* **INSTRUCTION**
Collect every line of the items below that contains the word "blurred".

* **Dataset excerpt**
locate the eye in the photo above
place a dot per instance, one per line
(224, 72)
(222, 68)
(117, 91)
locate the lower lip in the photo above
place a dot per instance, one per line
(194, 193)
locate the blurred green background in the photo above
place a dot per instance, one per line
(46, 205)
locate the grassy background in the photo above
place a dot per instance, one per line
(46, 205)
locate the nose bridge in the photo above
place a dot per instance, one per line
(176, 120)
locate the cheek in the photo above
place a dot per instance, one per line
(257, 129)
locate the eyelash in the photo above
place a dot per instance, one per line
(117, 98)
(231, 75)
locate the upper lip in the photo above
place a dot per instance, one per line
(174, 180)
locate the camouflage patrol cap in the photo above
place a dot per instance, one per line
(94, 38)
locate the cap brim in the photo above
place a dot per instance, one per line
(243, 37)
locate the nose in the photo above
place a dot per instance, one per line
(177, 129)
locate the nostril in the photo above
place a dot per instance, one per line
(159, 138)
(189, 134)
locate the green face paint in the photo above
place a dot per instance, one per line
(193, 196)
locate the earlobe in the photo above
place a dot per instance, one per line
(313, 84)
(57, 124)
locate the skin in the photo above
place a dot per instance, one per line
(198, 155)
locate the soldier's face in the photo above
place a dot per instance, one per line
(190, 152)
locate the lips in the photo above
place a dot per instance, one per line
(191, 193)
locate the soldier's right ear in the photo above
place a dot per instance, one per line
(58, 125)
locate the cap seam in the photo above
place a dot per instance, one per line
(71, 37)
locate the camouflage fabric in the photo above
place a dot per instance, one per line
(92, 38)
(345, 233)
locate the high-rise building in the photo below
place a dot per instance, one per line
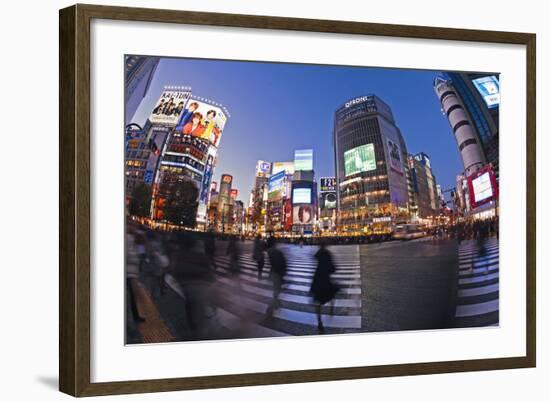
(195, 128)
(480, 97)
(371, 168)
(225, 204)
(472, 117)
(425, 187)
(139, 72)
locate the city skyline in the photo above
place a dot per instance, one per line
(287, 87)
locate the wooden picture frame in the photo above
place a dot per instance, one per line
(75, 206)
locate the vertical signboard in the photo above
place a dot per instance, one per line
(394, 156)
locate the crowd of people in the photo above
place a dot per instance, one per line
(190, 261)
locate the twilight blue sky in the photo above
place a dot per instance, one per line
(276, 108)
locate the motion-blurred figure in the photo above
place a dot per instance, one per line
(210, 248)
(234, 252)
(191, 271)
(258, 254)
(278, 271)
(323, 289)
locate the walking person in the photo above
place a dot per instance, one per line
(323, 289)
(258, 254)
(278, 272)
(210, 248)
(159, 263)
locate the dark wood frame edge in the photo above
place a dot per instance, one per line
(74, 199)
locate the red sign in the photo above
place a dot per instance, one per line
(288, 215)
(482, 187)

---

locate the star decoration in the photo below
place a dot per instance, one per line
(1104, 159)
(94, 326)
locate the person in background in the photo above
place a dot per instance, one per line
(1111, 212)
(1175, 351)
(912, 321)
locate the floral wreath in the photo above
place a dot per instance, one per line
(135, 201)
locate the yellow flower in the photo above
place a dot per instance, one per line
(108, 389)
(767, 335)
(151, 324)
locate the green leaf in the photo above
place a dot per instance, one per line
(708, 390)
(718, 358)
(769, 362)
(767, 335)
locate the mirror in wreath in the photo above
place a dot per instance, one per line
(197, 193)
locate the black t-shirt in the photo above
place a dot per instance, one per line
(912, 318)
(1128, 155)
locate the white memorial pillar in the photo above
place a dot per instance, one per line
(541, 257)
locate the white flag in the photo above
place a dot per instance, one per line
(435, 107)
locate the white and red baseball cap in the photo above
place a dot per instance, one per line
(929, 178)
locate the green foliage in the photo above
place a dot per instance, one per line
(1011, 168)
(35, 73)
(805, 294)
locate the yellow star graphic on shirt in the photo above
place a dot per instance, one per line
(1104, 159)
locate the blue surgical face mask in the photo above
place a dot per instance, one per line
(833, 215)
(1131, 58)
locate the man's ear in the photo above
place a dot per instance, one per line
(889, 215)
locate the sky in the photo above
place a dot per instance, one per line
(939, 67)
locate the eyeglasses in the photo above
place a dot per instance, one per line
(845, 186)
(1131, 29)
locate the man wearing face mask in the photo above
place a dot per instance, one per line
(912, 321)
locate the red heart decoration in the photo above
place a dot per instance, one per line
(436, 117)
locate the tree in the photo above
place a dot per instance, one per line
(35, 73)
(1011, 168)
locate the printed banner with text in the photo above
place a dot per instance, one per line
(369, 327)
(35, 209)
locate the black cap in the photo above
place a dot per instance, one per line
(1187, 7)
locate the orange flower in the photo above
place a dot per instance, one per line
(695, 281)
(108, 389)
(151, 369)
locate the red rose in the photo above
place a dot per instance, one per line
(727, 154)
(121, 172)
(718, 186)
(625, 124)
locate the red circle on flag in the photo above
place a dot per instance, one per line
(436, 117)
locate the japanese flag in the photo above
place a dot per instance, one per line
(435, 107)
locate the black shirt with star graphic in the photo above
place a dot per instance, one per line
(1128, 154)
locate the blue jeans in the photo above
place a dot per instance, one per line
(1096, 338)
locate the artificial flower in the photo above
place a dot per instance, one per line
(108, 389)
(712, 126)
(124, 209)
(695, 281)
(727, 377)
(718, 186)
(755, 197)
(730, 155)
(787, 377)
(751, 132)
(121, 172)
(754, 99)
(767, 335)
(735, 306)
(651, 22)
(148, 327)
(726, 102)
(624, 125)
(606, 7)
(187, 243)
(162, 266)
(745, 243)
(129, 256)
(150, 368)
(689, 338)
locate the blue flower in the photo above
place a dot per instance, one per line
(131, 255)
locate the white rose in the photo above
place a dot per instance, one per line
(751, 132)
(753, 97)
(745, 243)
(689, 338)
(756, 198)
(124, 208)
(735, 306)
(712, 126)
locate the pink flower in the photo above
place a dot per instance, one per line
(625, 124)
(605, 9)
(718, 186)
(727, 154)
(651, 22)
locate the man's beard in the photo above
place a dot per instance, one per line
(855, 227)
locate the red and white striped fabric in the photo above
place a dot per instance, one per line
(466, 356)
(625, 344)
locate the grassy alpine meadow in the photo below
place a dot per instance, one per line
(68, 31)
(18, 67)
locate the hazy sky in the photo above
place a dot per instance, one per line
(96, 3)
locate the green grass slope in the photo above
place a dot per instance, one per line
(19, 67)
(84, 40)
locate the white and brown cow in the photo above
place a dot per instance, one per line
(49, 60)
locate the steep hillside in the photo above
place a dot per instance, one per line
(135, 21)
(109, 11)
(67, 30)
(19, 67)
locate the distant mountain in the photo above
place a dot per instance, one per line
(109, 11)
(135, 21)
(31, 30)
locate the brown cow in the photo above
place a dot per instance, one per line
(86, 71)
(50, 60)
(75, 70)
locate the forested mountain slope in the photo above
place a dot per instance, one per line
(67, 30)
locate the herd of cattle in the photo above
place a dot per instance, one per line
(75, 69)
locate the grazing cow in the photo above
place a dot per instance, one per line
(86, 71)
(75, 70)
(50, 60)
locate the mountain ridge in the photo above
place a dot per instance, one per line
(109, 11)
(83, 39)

* **EXPECTED ANSWER**
locate the blurred green background in the photo above
locate the motion-blurred figure in the photo above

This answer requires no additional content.